Pull out each line of the records holding the string "wall".

(Natural language region descriptions)
--

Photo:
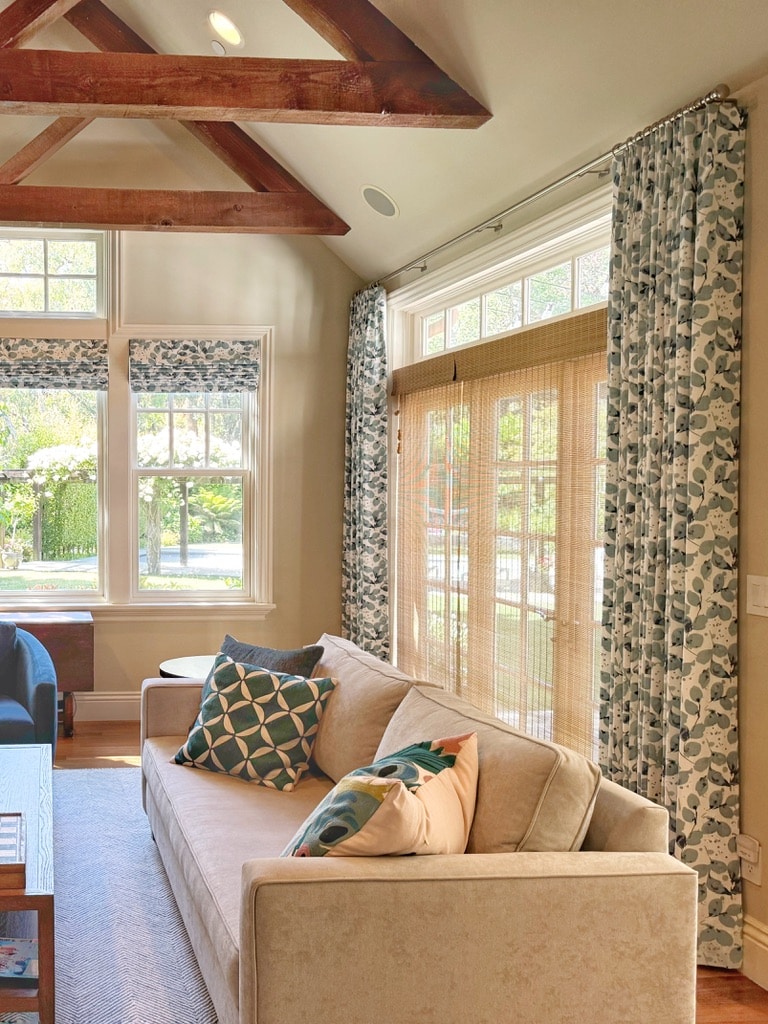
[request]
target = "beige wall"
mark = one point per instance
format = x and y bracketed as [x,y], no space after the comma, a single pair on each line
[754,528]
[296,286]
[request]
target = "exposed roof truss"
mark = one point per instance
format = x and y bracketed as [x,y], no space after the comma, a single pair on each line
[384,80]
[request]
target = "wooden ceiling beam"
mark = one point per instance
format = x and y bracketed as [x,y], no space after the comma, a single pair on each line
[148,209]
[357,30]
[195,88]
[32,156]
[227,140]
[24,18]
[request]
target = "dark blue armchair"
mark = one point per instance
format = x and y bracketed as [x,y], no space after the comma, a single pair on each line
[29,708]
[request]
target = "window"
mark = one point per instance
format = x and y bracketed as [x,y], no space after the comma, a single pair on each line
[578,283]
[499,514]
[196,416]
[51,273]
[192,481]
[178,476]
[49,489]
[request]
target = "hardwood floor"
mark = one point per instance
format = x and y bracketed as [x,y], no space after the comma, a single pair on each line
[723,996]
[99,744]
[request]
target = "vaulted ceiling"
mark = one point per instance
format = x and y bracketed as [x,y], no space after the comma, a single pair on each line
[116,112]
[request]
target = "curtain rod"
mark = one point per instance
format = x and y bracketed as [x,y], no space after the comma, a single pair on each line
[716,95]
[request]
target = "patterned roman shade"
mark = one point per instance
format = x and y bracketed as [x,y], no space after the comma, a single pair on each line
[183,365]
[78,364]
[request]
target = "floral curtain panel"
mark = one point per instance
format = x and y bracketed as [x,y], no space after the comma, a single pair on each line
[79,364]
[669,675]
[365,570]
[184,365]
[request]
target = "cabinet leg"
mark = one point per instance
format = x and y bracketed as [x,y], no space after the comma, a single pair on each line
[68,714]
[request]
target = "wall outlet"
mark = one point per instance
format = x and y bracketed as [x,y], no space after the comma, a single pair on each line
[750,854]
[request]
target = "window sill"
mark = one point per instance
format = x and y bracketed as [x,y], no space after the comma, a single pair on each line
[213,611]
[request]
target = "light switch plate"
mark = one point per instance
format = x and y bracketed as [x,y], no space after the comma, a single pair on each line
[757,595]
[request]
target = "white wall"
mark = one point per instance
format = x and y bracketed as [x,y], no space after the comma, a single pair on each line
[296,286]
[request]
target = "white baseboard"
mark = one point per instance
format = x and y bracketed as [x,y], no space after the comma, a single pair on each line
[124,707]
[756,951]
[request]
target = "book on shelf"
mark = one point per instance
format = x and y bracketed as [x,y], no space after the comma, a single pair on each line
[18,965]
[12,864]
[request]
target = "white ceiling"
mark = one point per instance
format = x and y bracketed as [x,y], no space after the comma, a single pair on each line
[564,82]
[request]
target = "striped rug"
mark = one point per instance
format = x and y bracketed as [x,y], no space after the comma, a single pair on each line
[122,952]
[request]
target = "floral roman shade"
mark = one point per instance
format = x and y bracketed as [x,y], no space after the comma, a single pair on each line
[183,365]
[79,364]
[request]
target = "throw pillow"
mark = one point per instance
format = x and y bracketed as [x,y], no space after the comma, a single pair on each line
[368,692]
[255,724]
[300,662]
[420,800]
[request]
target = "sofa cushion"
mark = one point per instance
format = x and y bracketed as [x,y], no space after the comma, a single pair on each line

--

EXERCISE ANSWER:
target = "beige wall"
target = "wall outlet"
target = "white wall"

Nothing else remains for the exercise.